**Location annotation excerpts:**
** start **

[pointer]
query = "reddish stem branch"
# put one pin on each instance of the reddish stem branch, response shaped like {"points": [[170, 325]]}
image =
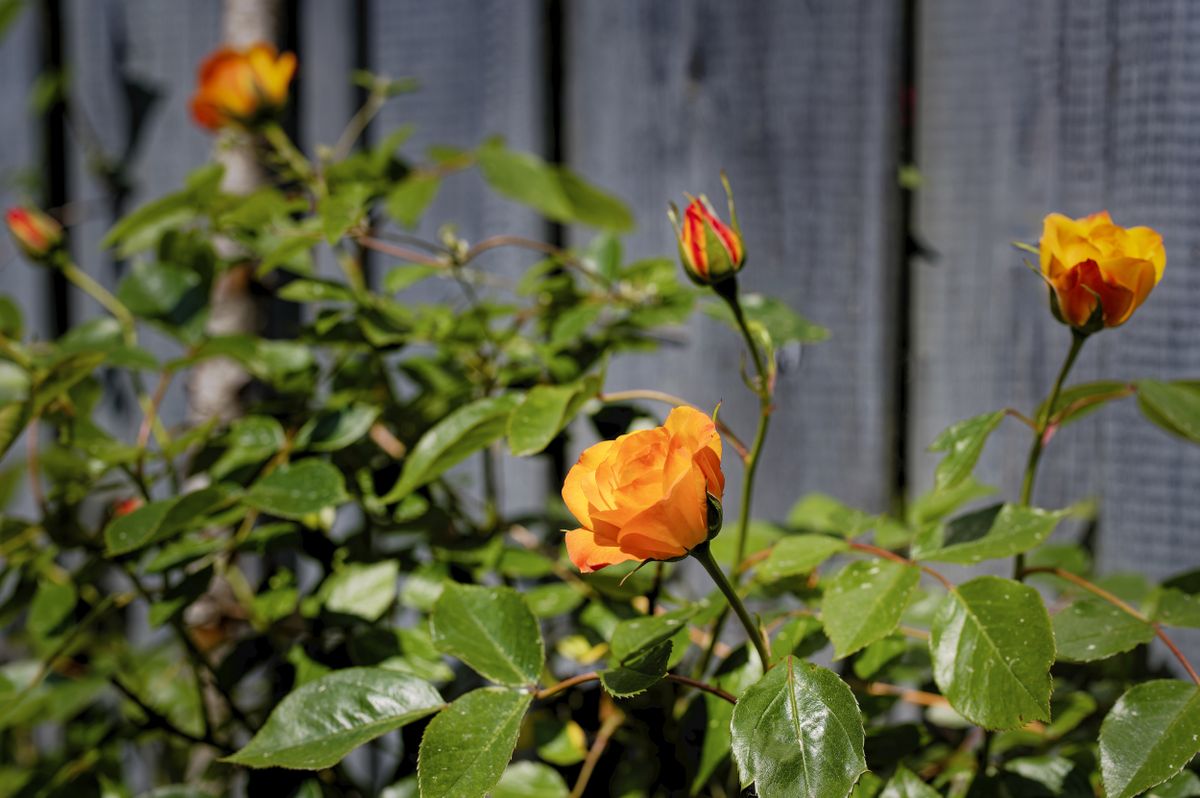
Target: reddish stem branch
{"points": [[1116, 601]]}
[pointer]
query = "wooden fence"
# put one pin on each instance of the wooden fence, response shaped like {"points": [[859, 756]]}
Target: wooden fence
{"points": [[1007, 109]]}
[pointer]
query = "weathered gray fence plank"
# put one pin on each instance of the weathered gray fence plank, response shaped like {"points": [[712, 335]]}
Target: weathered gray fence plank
{"points": [[798, 103], [1033, 107], [479, 66]]}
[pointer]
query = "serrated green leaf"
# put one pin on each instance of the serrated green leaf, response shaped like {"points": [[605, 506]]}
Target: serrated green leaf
{"points": [[1174, 407], [407, 202], [906, 784], [159, 521], [298, 490], [993, 646], [637, 672], [556, 192], [990, 533], [323, 720], [963, 444], [336, 429], [490, 629], [466, 748], [798, 732], [451, 441], [864, 603], [1091, 630], [1147, 737], [798, 555], [363, 589], [531, 780]]}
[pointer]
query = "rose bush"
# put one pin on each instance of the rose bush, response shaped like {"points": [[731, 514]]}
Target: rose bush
{"points": [[327, 593]]}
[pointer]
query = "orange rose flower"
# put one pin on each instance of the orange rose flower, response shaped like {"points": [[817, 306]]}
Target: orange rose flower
{"points": [[1096, 265], [235, 87], [643, 496], [35, 233]]}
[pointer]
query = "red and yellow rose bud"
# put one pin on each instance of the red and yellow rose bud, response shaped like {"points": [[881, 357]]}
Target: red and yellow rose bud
{"points": [[36, 234], [1098, 271], [241, 87], [711, 250], [646, 495]]}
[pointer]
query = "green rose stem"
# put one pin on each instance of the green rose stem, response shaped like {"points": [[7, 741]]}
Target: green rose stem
{"points": [[703, 555], [1039, 433]]}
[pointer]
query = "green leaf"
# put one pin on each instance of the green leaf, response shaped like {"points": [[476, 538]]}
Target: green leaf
{"points": [[864, 603], [451, 441], [298, 490], [363, 589], [531, 780], [319, 723], [1174, 407], [1091, 630], [159, 521], [466, 748], [556, 192], [342, 209], [905, 784], [408, 201], [990, 533], [490, 629], [773, 316], [1149, 736], [798, 555], [963, 444], [993, 646], [545, 412], [798, 732], [637, 672], [336, 429]]}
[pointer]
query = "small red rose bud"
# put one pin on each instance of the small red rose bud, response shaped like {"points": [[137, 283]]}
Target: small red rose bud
{"points": [[711, 250], [36, 234]]}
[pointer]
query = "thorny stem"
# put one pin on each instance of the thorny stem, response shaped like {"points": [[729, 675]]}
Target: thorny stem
{"points": [[1039, 433], [703, 555], [1116, 601]]}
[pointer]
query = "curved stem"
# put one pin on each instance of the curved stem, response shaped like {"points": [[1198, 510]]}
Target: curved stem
{"points": [[703, 555], [1039, 432], [1116, 601]]}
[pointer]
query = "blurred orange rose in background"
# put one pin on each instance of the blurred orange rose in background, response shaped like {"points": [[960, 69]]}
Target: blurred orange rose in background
{"points": [[643, 496], [237, 87], [1092, 263]]}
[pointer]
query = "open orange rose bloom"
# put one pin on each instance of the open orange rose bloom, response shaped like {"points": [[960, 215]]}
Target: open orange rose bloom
{"points": [[235, 85], [1092, 261], [643, 496]]}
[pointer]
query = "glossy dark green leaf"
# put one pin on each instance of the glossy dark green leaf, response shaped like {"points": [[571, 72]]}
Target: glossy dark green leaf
{"points": [[798, 555], [963, 444], [412, 196], [1174, 407], [798, 732], [451, 441], [990, 533], [556, 192], [336, 429], [159, 521], [298, 490], [993, 646], [864, 603], [319, 723], [1091, 630], [466, 748], [1151, 732], [490, 629]]}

** end **

**Given instruction:**
Pick out every line in the rows above that contains the string "open" and copy each one. Letter case counts.

**Result below:**
query = "open orange rose bloom"
# put one pin on each instance of the open orange rose bloom, response shaped like {"points": [[960, 215]]}
Target: open orange rose bloom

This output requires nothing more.